# To be done
In the records below, copy out word for word every line between the one containing "Please scan the image above for any limestone" and the one containing "79, 287, 127]]", inclusive.

# Material supplied
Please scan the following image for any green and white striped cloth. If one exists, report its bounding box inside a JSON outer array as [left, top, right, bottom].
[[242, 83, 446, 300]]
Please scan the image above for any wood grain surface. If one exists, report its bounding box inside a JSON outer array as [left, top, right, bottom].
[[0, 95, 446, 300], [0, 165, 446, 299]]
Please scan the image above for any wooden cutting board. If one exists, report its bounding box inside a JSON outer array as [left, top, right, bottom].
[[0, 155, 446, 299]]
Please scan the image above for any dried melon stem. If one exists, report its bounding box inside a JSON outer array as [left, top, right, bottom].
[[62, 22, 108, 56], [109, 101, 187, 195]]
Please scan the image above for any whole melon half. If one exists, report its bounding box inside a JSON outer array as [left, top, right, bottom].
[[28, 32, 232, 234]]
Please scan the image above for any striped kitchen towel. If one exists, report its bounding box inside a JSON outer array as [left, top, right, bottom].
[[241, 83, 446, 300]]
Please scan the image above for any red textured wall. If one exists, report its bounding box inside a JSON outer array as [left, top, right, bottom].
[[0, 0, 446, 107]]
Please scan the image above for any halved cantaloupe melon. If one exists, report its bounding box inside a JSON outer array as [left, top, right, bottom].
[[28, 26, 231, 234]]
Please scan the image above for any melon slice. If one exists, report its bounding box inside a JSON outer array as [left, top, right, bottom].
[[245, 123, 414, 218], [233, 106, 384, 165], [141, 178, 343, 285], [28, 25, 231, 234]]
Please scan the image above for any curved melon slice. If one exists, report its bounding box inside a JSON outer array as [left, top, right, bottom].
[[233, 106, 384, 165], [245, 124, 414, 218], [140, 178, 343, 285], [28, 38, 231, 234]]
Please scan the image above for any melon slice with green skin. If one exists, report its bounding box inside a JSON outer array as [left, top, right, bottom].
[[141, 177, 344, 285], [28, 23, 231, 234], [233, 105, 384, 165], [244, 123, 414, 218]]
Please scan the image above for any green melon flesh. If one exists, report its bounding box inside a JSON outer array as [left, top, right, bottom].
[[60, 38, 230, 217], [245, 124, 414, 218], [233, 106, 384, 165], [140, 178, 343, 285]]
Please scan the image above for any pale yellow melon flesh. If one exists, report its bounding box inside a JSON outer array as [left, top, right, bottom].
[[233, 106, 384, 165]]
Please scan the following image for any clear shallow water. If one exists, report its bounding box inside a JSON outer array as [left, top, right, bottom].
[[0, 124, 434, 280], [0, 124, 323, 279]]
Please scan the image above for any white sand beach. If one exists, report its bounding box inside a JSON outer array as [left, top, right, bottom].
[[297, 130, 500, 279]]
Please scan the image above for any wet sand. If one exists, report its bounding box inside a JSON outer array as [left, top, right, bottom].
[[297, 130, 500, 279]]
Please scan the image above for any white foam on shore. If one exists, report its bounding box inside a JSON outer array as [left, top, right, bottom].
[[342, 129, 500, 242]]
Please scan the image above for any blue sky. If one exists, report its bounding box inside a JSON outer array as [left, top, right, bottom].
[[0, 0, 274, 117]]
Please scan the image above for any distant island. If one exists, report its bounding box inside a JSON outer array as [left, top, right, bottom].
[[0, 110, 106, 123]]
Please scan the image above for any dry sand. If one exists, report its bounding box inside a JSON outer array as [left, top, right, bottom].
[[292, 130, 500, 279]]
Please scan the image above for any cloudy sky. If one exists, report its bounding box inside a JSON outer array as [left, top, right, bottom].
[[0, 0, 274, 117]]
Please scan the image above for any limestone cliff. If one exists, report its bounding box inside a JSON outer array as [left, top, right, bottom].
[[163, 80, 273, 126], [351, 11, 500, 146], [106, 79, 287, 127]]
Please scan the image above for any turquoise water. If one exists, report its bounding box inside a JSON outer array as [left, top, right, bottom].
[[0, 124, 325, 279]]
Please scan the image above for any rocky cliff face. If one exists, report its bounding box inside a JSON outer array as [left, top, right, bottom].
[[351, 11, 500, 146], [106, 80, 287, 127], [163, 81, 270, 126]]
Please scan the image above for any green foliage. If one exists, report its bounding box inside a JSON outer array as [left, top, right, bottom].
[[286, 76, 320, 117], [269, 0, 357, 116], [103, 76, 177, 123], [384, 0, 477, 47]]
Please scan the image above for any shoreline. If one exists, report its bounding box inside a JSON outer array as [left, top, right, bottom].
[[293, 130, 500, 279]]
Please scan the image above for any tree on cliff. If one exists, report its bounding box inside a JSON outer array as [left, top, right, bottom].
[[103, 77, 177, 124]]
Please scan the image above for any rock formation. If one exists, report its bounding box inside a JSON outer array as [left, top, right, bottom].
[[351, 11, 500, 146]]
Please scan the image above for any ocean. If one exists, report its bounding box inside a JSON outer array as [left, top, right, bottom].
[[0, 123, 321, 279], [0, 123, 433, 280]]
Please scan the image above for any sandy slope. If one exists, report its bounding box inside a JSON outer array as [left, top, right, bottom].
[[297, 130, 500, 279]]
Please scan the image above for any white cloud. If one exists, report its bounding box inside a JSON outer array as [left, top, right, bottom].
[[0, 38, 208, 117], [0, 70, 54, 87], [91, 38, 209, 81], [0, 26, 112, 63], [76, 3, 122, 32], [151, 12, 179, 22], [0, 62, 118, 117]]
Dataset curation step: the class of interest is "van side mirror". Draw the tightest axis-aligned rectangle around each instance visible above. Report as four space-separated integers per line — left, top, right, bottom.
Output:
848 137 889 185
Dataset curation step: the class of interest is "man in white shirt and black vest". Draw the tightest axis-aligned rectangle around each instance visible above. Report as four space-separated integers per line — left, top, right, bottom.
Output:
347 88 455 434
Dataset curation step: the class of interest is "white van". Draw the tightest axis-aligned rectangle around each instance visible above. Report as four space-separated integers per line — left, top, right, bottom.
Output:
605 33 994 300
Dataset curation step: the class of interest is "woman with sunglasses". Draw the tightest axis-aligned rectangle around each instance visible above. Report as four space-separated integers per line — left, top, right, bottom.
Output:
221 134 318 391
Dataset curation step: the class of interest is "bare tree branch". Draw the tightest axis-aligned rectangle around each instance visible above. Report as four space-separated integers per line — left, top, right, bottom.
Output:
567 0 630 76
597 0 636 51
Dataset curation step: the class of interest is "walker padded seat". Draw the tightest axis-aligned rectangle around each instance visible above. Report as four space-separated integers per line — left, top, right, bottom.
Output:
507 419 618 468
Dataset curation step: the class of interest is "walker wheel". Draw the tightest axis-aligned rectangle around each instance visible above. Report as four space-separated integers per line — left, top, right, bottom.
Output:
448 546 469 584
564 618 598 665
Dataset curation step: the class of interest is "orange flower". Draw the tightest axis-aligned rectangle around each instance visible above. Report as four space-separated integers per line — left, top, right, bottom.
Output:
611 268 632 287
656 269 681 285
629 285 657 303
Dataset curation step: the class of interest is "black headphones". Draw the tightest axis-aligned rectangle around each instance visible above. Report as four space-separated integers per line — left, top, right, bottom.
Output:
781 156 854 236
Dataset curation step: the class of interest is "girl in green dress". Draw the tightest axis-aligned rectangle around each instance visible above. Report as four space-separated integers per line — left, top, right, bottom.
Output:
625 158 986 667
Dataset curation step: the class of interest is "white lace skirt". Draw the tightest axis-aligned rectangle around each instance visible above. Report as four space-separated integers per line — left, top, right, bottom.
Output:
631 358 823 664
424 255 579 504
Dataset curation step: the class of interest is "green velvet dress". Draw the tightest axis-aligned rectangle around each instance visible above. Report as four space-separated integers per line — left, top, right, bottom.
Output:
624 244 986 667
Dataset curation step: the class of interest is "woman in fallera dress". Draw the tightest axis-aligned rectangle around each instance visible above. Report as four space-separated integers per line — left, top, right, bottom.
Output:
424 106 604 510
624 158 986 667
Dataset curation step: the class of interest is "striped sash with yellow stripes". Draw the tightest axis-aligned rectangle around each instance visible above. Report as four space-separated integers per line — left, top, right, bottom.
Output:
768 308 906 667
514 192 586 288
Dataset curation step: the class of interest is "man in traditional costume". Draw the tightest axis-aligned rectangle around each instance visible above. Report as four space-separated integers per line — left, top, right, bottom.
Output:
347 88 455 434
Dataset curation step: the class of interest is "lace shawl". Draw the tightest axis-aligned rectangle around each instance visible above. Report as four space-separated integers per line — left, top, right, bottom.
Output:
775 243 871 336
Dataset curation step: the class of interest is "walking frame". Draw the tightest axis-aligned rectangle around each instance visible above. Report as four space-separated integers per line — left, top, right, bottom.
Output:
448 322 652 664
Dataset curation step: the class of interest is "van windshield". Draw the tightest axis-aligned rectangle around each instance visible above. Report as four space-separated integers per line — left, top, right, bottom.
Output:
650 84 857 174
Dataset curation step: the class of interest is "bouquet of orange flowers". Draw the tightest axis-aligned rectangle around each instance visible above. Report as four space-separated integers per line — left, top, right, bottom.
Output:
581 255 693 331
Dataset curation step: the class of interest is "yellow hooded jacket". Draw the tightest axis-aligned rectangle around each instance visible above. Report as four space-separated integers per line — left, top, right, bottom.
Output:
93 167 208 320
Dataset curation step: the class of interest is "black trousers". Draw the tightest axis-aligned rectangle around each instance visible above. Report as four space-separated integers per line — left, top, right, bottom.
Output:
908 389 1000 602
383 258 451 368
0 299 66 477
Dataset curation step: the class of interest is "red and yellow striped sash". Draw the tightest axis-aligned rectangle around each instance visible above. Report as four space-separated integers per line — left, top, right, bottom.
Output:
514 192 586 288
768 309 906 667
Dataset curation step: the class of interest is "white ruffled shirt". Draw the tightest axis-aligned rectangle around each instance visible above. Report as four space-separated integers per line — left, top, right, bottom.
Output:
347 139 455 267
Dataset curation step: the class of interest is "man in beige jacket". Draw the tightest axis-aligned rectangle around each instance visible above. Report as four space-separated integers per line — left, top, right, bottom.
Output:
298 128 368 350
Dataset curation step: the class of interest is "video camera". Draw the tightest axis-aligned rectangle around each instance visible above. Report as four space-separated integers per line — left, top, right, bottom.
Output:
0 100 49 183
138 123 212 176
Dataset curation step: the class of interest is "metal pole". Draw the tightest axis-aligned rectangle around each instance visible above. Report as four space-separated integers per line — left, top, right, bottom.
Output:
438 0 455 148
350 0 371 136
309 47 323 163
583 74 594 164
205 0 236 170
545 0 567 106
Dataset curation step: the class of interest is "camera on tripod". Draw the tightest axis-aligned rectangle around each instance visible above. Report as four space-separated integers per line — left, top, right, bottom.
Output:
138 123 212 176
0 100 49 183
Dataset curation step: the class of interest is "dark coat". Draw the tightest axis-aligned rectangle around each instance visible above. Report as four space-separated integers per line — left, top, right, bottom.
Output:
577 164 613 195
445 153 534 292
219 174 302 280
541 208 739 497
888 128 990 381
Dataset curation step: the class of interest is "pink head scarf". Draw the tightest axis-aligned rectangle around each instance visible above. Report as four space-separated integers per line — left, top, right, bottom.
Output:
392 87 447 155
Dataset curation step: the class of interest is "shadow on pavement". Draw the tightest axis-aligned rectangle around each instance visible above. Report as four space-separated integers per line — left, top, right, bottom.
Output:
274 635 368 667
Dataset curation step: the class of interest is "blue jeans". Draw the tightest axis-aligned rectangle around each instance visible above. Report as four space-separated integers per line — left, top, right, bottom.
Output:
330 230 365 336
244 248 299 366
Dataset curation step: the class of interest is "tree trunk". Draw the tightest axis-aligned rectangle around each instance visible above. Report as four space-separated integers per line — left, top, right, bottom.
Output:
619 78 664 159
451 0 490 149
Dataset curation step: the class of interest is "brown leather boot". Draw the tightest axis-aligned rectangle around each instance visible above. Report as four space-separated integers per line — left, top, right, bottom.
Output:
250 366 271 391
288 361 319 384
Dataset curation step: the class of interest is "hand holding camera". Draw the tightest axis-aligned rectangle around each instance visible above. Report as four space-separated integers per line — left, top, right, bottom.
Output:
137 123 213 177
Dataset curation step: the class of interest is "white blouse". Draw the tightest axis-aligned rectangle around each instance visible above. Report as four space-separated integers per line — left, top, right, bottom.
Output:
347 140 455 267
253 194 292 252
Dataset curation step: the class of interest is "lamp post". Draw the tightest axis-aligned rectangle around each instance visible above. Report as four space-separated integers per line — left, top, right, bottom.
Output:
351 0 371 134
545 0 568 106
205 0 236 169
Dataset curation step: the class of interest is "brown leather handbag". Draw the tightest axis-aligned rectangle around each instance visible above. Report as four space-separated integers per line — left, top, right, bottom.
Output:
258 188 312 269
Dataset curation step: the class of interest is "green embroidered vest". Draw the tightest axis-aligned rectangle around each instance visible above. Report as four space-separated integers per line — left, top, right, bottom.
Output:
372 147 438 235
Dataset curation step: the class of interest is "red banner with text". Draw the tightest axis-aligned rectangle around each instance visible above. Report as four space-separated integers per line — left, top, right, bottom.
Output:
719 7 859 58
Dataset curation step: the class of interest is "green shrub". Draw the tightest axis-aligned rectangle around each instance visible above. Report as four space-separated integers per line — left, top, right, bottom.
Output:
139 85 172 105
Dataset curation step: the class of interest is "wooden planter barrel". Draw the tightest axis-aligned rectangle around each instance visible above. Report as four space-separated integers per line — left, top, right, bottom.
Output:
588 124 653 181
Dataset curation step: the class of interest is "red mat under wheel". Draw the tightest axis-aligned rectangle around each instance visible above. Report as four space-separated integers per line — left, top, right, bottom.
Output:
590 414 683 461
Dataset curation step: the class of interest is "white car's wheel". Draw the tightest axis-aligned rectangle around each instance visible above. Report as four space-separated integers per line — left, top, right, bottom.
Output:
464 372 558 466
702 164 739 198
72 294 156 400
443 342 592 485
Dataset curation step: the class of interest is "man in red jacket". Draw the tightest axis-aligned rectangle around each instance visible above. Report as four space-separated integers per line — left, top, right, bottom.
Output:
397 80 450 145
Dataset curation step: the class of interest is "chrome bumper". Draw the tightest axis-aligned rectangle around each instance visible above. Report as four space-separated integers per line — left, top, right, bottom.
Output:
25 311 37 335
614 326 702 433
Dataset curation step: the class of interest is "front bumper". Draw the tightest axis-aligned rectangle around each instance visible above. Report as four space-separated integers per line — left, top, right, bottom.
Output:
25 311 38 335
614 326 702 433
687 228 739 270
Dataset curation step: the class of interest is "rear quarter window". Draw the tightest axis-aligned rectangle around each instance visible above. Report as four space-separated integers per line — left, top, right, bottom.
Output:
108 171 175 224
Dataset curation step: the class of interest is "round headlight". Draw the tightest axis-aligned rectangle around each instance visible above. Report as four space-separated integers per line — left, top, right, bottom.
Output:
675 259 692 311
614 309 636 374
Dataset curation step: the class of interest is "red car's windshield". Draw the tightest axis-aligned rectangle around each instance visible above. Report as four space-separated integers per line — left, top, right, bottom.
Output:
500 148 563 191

# Expected answer
Please scan the image above for any limestone cliff. If one exists, report its bounding box inside a JSON outer array as [left, top, right, bottom].
[[163, 80, 273, 126], [351, 11, 500, 146], [106, 79, 287, 127]]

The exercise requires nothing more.